■ Exercise ■
Which lines of the entries below run from the one holding "the dark treeline" to the one holding "of the grass", inclusive? Set down exactly those lines and no others.
Given data Start Marker
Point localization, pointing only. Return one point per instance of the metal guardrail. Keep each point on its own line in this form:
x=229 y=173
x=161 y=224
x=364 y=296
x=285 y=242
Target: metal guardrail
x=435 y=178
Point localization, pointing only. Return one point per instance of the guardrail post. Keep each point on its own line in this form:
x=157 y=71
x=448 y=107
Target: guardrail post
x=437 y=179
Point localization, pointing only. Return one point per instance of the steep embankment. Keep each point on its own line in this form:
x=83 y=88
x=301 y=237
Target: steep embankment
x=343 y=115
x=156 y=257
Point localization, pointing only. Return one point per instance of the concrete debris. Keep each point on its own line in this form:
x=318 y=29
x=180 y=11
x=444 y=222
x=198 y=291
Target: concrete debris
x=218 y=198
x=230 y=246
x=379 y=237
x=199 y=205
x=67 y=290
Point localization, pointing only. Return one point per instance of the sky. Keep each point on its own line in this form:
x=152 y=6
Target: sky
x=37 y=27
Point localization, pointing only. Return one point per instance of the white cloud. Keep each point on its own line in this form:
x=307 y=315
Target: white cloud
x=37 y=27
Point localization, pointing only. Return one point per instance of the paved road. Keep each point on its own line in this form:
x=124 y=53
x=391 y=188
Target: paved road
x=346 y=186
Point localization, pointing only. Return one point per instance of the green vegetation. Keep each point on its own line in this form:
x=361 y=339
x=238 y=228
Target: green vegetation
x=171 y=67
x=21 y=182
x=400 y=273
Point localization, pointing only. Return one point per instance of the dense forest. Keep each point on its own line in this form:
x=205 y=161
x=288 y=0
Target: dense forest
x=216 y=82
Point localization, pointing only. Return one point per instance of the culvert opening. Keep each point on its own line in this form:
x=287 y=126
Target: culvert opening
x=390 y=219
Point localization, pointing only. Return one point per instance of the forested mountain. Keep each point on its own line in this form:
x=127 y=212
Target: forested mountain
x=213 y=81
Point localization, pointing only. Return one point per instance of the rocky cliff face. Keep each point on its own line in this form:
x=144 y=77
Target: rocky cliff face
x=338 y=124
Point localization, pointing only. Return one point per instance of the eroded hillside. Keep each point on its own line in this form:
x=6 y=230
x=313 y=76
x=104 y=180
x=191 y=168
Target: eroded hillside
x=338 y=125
Given data End Marker
Given data Start Marker
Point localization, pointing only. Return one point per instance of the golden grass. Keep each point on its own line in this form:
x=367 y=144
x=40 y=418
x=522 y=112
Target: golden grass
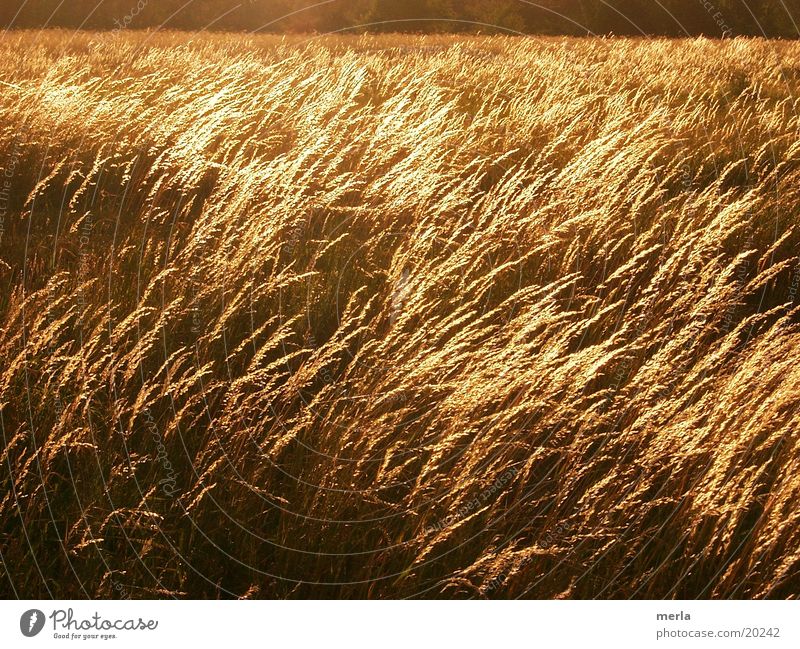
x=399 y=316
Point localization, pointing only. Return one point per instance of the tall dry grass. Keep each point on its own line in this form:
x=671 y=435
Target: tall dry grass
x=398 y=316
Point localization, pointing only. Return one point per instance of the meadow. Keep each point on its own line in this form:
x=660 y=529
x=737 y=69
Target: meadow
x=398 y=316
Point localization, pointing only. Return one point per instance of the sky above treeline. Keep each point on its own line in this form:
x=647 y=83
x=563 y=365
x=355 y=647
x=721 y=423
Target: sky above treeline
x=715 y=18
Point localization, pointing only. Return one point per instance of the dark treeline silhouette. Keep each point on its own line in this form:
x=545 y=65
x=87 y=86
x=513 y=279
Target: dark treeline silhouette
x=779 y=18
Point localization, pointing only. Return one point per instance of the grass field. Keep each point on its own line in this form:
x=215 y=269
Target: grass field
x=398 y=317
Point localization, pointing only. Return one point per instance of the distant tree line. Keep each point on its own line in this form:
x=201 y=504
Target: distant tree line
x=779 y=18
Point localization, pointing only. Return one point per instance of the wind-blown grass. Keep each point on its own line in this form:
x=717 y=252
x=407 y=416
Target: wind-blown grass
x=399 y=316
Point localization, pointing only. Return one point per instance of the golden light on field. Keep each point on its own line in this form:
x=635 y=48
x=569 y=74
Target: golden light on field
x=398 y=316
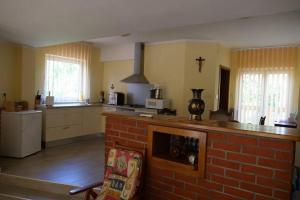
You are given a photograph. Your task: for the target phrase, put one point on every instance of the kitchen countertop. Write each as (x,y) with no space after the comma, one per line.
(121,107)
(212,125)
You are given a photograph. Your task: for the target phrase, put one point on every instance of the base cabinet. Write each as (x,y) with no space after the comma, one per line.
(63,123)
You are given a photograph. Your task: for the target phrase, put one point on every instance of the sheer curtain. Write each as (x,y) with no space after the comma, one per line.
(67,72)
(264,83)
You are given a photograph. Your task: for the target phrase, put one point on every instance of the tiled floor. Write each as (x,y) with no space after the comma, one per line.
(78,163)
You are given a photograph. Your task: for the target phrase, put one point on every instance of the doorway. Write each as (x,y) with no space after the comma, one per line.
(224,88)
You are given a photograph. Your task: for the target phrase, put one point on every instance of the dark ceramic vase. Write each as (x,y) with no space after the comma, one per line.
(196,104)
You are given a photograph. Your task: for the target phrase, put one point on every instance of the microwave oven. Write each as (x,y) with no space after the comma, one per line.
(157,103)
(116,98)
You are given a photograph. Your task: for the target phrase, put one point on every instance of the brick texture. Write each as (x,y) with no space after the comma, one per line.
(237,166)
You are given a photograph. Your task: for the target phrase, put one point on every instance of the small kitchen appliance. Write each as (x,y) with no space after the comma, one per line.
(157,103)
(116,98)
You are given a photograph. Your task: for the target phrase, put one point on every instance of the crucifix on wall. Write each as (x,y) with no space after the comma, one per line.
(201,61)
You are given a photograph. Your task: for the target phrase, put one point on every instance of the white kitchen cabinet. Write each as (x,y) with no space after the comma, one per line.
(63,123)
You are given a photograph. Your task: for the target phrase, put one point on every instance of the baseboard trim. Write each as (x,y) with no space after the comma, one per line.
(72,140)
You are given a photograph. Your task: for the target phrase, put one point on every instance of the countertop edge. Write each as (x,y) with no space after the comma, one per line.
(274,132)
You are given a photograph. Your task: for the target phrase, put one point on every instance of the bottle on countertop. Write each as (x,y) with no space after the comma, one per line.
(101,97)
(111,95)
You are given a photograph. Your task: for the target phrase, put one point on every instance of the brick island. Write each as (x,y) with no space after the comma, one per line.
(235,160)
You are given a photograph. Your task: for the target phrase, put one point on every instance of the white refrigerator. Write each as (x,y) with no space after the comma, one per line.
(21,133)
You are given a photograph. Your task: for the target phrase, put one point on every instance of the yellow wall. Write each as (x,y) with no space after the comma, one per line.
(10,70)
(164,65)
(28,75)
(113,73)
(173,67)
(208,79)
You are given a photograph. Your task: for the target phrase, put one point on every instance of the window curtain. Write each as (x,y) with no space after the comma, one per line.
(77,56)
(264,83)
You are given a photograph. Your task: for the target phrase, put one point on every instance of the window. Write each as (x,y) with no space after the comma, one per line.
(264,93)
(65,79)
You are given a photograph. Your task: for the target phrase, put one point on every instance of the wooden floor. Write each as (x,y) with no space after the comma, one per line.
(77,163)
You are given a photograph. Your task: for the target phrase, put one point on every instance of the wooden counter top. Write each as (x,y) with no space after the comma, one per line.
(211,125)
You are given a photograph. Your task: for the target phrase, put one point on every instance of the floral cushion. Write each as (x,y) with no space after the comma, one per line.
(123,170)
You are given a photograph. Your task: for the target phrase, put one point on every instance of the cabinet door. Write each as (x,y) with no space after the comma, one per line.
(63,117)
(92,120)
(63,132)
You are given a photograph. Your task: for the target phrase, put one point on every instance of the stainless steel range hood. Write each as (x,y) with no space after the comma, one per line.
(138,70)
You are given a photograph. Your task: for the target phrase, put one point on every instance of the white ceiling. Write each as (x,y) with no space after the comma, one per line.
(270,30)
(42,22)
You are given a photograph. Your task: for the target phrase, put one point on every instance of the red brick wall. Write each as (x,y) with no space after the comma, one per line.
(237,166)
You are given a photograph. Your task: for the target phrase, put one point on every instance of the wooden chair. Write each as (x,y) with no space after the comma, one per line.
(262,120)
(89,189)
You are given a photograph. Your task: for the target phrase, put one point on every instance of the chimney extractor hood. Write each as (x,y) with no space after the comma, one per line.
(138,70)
Given data End Marker
■ Solution to this problem ■
Point localization, pointing only. Return one point per instance of the dark treeline silhouette. Keep each point on its own line in this form:
x=545 y=65
x=87 y=86
x=513 y=279
Target: dark treeline silhouette
x=779 y=18
Point localization, pointing only. Return one point per instance of the grass field. Keep each point on its own line in this form:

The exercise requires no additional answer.